[comp.lang.c++] references to dereferenced null pointers, etc...

pcg@rupert.cs.aber.ac.uk (Piercarlo Grandi) (03/14/90)

In article <1623@argus.UUCP> ken@argus.UUCP (Kenneth Ng) writes:
   In article <1990Mar12.175613.12082@utzoo.uucp>, henry@utzoo.uucp
   (Henry Spencer) writes:

   : >once thought of doing an implementation where NULL != 0, but after further
   : >reading convinced myself the implementation would be invalid.
   : Not invalid, no; I think there are one or two such.

If I remember correctly, either the Pr1me or Data General C did
represent the null pointer with a bit pattern that was not all 0s.

   I'm confused, is a non zero NULL pointer valid or not?

The internal representation of a null pointer (not NULL -- 'NULL' is just
a popular macro) can be anything at all, as long as it does not coincide
with the representation of any valid pointer.

I remember however that some past edition of the X/open guide mandated
the use the NULL macro and not the constant 0, precisely to make
supporting non binary 0s null pointers easier. Bah. The NULL macro
can well be defined as something else then constant 0, e.g. the address
of an entity that is guaranteed not used elsewhere.

This is another of those K&R points that have been vastly ignored by
almost everybody; contrarily to some Holy Commandament, a lot of (UCB)
people assumed the world was a VAX. The null pointer issue has been
debated many times in comp.lang.c; I think it is in the frequently asked
questions document, and somebody (Spencer or Torek) have a writeup that
discusses it to death (e.g. the fallacy of using 0L as null pointer on
machines where 'sizeof (int) < sizeof (char *)').

What about C++? Well, there are some nice ways to have portable
null pointers without using the constant 0, that IMNHO is not as
descriptive as it should be. The first is to use

	#define nil(TYPE)	((TYPE) 0)

* **Work instructions**
a - List every email address that appears in the newsgroup post on null pointers.
b - Extend the newsgroup post on null pointers, picking up right after its last line.

* **Entries shown**
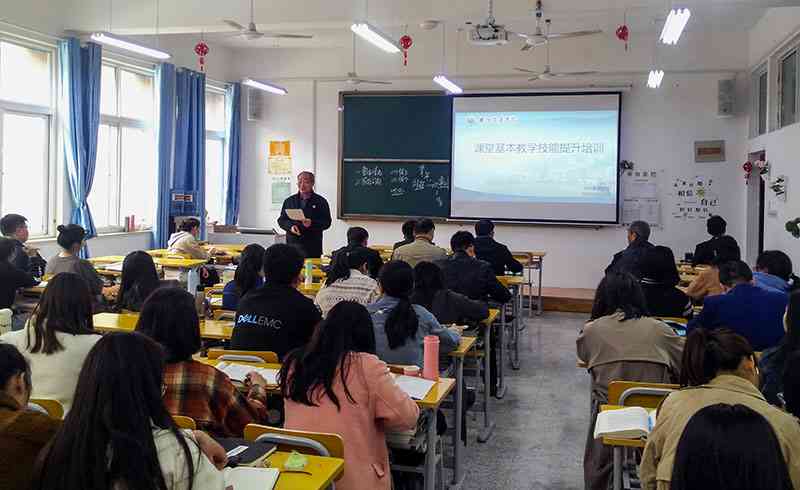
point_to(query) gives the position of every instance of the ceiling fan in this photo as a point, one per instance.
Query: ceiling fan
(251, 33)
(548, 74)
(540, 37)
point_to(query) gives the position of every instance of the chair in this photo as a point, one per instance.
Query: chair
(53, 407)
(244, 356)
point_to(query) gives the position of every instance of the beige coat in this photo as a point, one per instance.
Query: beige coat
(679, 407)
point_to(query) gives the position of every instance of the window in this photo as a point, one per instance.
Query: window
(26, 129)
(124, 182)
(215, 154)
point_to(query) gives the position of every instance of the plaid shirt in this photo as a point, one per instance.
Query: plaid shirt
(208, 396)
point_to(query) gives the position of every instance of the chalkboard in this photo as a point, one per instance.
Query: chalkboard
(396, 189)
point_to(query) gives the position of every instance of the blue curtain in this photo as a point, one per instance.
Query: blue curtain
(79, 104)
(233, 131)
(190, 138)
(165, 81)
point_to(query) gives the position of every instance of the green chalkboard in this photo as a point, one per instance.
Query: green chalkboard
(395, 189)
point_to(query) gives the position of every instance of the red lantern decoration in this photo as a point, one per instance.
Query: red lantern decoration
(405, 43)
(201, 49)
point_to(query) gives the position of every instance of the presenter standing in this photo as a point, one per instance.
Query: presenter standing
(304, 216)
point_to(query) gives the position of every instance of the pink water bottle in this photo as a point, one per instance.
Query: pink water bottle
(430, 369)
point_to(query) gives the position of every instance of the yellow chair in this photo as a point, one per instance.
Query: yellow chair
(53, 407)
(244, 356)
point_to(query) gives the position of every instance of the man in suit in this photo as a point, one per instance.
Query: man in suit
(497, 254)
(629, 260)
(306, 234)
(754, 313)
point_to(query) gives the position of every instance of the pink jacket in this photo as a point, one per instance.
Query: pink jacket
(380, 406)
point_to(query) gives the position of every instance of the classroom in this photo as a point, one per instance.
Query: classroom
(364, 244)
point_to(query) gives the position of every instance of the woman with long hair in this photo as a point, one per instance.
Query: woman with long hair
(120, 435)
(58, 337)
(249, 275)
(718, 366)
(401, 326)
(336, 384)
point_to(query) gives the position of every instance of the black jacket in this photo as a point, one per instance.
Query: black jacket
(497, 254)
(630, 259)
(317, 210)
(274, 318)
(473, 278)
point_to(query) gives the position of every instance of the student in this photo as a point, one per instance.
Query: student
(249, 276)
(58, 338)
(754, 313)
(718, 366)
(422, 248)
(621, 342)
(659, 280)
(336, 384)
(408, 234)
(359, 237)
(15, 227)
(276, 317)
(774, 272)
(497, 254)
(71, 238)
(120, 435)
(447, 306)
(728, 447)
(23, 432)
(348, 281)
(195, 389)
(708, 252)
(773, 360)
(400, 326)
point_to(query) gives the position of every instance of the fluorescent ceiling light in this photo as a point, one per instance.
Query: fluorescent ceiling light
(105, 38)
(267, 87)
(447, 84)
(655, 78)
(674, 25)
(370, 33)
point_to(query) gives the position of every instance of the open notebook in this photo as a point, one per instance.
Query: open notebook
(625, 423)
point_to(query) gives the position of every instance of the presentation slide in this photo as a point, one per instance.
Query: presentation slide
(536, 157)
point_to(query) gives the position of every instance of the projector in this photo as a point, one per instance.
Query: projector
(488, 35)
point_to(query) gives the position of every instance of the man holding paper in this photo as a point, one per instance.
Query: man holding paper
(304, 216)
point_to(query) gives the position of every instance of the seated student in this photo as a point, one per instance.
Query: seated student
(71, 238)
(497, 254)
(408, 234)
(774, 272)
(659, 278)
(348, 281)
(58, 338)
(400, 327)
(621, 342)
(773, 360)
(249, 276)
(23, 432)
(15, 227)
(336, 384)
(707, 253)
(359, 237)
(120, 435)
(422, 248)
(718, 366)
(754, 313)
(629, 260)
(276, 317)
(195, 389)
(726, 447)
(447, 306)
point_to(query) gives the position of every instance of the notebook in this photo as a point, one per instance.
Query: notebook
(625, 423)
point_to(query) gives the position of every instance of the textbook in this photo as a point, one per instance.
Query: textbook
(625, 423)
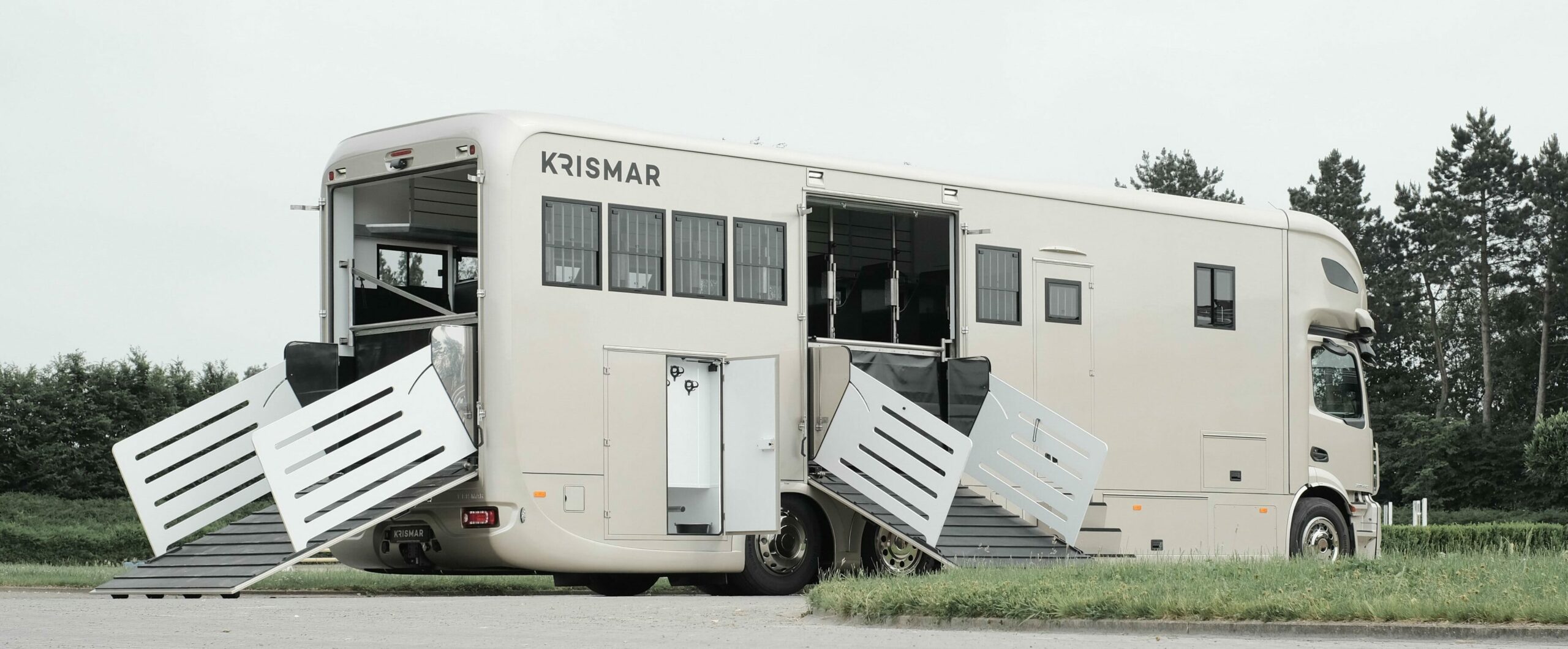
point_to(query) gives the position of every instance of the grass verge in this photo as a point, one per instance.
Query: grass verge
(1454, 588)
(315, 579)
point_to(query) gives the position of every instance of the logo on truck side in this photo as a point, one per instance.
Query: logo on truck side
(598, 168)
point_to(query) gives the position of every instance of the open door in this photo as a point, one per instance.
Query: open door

* **Results for each task**
a -
pcg@rupert.cs.aber.ac.uk
ken@argus.UUCP
henry@utzoo.uucp

b -
and the second is to use (Algol 68 like)

	extern const char	empty;		/* Definition elsewhere	*/
	static const char	*nil = &empty;

and the third is

	static const char	*nil = 0;

As to the latter, it assumes that the null pointer of type 'char *'
converts to the null pointer of type 'anytype *' in the appropriate
context. Well, let's hope :-). Note that is the second and third
example we are using 'char *' because we are guaranteed that any pointer
cast to 'char *' and back to its original type will be unchanged. This
may be inefficient on some machines (e.g. Pr1me) for which 'char *'
has a particular representation.

Let me mention another two subtle Classic C points, that have received
less attention and whose definition is different in C++ 2.0:

1) In Classic C 'sizeof (char)' was not necessarily 1. In particular, on
some machines and some implementations (PDP-10 C?) 'sizeof' units were
bits. This is of course very wise for certain machines that have 36 bit
words and 7 bit bytes. The world is not a VAX. Now we have it guaranteed
that 'sizeof' units are characters, and I would have preferred a uniform
guarantee about bits instead (yeah, I know this would limit the maximum
size of an object to a fraction of address space on many machines).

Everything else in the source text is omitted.